=== Your instructions ===
Only what runs from the line with "Target: white t-shirt" to the final line of the records below should be given again, word for word.

(The data)

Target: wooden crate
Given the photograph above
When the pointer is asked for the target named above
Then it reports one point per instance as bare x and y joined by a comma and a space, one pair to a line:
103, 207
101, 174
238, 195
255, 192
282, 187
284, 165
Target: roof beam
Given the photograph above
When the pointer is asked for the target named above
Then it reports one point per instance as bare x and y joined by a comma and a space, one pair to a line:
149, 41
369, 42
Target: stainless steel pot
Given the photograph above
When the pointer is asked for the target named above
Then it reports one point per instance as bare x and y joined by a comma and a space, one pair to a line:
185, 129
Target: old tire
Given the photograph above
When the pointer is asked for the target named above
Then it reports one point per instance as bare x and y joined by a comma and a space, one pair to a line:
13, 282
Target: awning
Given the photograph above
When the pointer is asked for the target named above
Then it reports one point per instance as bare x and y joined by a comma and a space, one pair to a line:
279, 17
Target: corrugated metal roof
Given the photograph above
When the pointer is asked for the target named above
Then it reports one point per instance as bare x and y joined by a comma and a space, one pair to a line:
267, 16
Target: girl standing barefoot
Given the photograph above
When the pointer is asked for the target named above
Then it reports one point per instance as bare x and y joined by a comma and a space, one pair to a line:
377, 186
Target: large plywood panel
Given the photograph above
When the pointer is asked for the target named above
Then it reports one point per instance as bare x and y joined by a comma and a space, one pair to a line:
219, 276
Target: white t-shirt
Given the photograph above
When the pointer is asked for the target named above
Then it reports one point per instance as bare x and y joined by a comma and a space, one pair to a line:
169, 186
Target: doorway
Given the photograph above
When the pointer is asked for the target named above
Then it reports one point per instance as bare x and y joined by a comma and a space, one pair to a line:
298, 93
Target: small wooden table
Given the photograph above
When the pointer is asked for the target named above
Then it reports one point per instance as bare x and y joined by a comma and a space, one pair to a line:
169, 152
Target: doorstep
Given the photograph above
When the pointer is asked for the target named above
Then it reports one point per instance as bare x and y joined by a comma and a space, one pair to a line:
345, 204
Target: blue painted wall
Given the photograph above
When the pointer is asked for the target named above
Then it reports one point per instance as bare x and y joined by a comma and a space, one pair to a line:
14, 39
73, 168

(End The data)

=== Solution for this exercise ===
Target: white t-shirt
Given the photograph above
When the pointer is asked for the target named above
Then it reports one point per instance as bare x and y joined by a comma and a space, one pair to a line:
169, 186
Target: doorway
Given the photograph above
When the pointer is asked for the target named above
Then it reports one point per instance as bare x and y joined by a comma and a space, one pair to a line:
298, 93
Target: small wooden table
Given the photograph above
When the pointer is asked for the target named above
Then it reports one point per instance as bare x and y joined by a comma and a space, one pair to a line:
169, 152
Target: doorstep
Given the photograph above
When the pointer is asked for the target named above
Then it reports one point per instance as bare x and y joined by a comma and a space, one pair to a line:
345, 204
Target: blue painted wall
Given the photograph above
When the pointer is asked for the target named above
Then it reports one point per instance as bare x and y joined by a comma and a space, one pair to a line:
14, 39
73, 168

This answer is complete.